[START OF Data for processing]

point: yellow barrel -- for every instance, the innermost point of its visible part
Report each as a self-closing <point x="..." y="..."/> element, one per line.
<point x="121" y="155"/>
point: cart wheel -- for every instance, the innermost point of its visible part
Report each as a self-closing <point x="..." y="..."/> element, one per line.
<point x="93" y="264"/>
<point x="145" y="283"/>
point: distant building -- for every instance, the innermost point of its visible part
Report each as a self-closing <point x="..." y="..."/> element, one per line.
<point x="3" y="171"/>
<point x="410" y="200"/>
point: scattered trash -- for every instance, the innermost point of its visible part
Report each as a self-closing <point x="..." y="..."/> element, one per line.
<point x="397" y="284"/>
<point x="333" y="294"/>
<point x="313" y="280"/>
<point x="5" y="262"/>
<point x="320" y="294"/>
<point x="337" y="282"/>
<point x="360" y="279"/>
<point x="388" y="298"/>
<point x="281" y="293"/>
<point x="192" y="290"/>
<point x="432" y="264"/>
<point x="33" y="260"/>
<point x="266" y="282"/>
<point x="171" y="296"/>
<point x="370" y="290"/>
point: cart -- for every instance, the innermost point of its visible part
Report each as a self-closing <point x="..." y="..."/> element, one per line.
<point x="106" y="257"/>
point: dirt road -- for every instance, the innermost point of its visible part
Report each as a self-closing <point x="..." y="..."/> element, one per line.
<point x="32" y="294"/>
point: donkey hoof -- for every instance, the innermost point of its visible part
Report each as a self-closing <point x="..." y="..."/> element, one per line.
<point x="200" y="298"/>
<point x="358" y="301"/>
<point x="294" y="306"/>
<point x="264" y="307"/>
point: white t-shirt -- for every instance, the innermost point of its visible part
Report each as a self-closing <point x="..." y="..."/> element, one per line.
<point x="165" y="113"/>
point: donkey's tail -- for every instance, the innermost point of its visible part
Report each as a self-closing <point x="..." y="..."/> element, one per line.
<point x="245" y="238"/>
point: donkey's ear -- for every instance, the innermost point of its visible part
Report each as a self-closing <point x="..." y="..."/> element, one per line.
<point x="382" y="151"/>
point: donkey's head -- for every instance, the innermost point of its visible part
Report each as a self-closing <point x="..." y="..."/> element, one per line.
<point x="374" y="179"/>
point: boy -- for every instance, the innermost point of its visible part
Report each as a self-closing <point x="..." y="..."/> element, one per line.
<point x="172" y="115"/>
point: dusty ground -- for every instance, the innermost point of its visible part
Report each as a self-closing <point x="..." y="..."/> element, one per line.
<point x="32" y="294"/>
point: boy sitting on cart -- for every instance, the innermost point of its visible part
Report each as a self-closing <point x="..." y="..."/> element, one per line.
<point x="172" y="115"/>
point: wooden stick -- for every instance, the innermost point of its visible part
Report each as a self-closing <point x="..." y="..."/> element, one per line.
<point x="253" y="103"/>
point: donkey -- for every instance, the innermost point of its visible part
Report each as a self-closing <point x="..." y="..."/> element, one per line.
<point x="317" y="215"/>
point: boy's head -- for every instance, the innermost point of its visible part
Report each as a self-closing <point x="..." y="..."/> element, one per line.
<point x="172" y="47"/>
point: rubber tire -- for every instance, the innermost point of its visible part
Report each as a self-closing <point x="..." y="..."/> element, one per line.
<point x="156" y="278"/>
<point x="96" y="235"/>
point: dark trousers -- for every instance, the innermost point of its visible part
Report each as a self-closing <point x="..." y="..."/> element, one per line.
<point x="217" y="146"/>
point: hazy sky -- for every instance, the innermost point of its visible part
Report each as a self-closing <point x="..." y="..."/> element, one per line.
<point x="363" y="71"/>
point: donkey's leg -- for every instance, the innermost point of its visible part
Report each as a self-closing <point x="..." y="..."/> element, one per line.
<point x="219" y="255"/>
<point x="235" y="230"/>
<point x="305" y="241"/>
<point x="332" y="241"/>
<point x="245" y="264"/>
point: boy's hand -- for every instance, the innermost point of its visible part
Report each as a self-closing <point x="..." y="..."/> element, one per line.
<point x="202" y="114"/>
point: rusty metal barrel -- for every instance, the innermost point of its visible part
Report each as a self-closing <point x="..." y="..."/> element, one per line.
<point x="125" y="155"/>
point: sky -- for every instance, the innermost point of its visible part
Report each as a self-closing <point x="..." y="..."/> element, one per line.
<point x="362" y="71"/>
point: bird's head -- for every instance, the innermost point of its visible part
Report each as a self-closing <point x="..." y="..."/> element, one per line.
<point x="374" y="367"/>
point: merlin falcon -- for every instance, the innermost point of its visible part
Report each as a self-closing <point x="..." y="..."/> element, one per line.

[END OF Data for processing]
[START OF Data for processing]

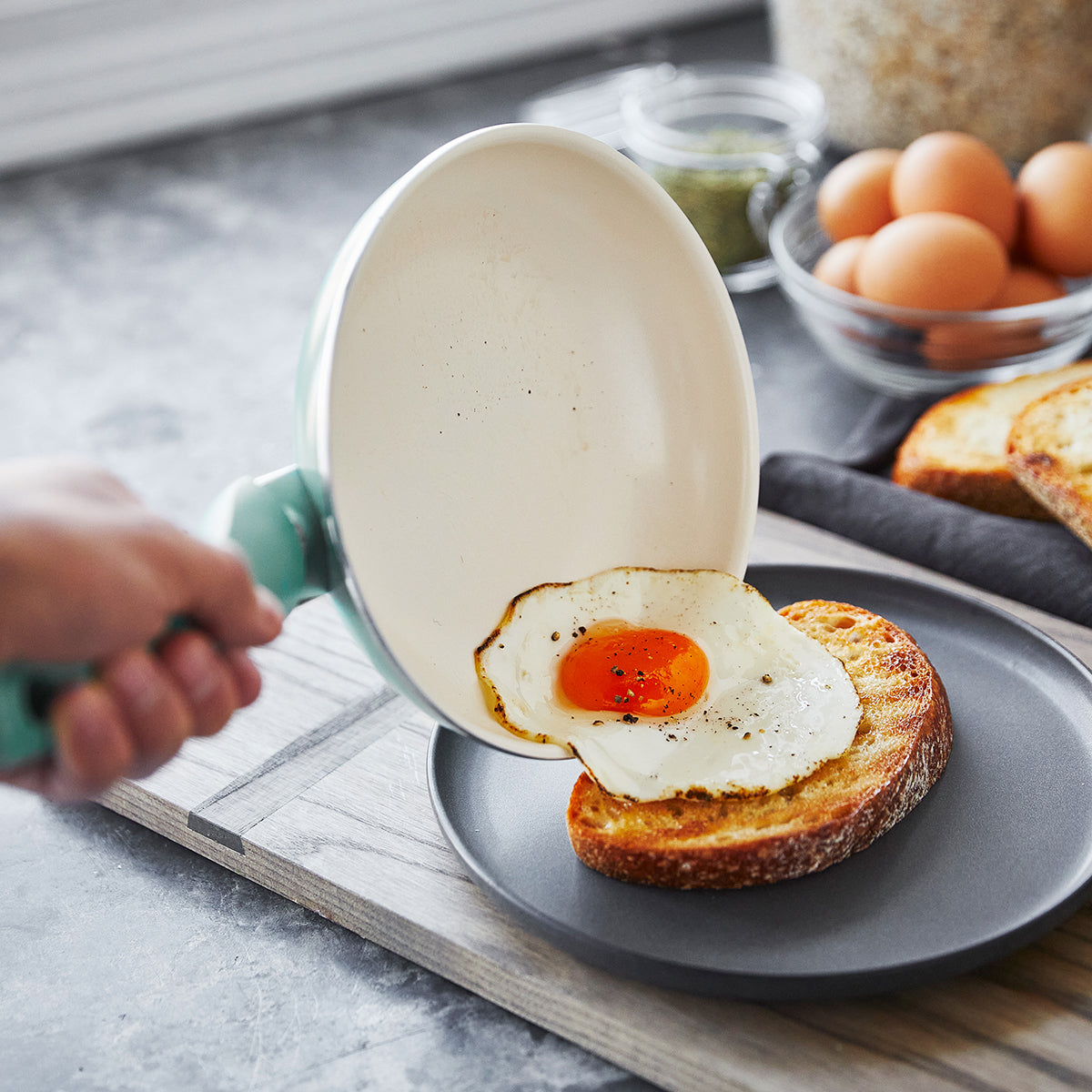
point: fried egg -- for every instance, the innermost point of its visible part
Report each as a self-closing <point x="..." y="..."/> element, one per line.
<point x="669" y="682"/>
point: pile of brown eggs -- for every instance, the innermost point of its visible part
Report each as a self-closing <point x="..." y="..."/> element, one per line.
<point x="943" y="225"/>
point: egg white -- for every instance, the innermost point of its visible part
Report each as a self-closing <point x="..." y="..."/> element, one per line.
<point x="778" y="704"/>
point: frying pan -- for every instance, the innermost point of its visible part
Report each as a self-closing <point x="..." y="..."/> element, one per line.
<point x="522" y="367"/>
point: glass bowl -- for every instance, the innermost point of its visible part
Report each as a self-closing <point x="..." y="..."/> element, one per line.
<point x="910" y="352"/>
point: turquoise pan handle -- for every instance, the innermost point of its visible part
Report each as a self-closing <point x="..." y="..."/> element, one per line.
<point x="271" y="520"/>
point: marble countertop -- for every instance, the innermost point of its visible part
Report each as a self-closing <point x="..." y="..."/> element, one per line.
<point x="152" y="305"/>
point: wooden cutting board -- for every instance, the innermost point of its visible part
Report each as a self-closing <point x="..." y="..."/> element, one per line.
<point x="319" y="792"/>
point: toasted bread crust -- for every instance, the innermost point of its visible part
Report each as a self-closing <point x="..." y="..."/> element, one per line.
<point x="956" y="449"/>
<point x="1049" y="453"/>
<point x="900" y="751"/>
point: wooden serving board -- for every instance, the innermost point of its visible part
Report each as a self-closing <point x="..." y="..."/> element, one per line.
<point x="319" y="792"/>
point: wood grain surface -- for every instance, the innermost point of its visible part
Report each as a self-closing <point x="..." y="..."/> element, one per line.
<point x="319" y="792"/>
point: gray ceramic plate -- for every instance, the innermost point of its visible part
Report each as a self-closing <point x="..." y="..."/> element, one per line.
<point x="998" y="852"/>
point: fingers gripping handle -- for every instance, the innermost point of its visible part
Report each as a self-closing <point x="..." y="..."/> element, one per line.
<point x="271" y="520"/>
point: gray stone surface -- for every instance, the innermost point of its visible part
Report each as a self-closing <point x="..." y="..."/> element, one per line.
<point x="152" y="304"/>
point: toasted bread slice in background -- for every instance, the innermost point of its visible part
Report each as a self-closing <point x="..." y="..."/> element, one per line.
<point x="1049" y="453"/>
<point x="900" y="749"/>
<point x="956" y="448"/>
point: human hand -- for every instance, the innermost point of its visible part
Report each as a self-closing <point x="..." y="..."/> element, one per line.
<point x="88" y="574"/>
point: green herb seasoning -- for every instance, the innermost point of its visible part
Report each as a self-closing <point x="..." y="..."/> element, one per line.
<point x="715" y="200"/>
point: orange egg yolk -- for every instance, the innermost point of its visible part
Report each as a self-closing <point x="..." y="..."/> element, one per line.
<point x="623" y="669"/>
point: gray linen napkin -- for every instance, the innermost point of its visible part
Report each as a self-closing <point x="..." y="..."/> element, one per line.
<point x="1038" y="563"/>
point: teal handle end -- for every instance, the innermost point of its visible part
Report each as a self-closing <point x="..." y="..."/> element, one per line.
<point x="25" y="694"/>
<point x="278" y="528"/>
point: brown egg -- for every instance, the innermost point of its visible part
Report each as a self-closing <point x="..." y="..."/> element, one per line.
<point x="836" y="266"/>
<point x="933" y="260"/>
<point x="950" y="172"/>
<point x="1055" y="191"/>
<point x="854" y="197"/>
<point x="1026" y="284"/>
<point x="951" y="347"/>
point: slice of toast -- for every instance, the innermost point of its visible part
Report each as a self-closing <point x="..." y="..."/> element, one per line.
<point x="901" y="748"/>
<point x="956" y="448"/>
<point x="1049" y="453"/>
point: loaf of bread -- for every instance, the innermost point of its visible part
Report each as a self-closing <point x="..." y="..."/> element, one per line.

[END OF Data for processing]

— The problem —
Identify each line of the material above that contains the string "surface" and copy those lines out in full. Matching is case-sensitive.

— Output of the exercise —
point: wood grain surface -- for every instance, the innermost point of its visible part
point: gray stone surface -- for every instance, the innermost point of its visible part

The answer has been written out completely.